SOURCE PASSAGE:
»»

2018-01-29 Thread Konstantin Tokarev


29.01.2018, 15:30, "Simon Hausmann" :
> Right, so one patch release per non-LTS minor release to fix bloopers :)

If there are bugs featured in "Known Issues" which can be fixed in reasonable 
time
they could be merged directly to 5.x.1 branch after 1-week deadline as an 
exception.

>
> Simon
> 
> From: Konstantin Tokarev 
> Sent: Monday, January 29, 2018 1:27:49 PM
> To: Simon Hausmann; Jani Heikkinen; development@qt-project.org
> Subject: Re: [Development] Qt branches & proposal how to continue with those
>
> 29.01.2018, 11:16, "Simon Hausmann" :
>> Hi,
>>
>> I feel that we are generally guiding our users towards the LTS releases. The 
>> minor releases appear to address in particular users who need a particular 
>> feature before it hits the next LTS release.
>>
>> In the light of that, I think it would be better to keep the LTS branches 
>> open longer and stop doing patch releases for minor releases that are not 
>> LTS.

««

Lines of data
»»

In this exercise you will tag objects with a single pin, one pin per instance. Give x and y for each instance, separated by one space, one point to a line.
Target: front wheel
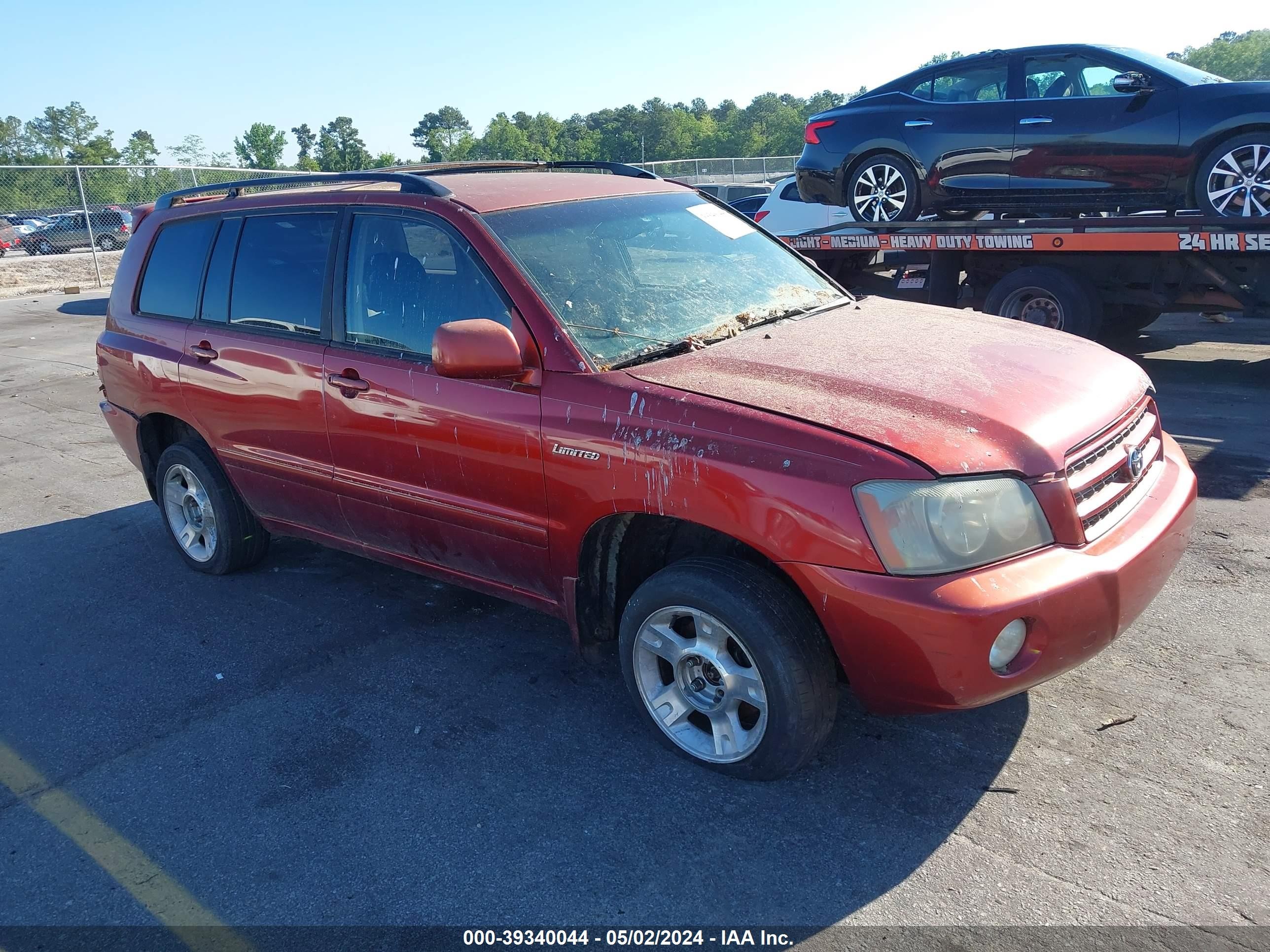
883 188
729 667
206 518
1050 298
1234 179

««

WHAT YOU ARE ASKED TO DO: Please answer from the mailing list thread: what did Konstantin Tokarev say could be merged directly to the 5.x.1 branch after the 1-week deadline?

ANSWER BELOW: Bugs featured in "Known Issues" that can be fixed in reasonable time could be merged, as an exception.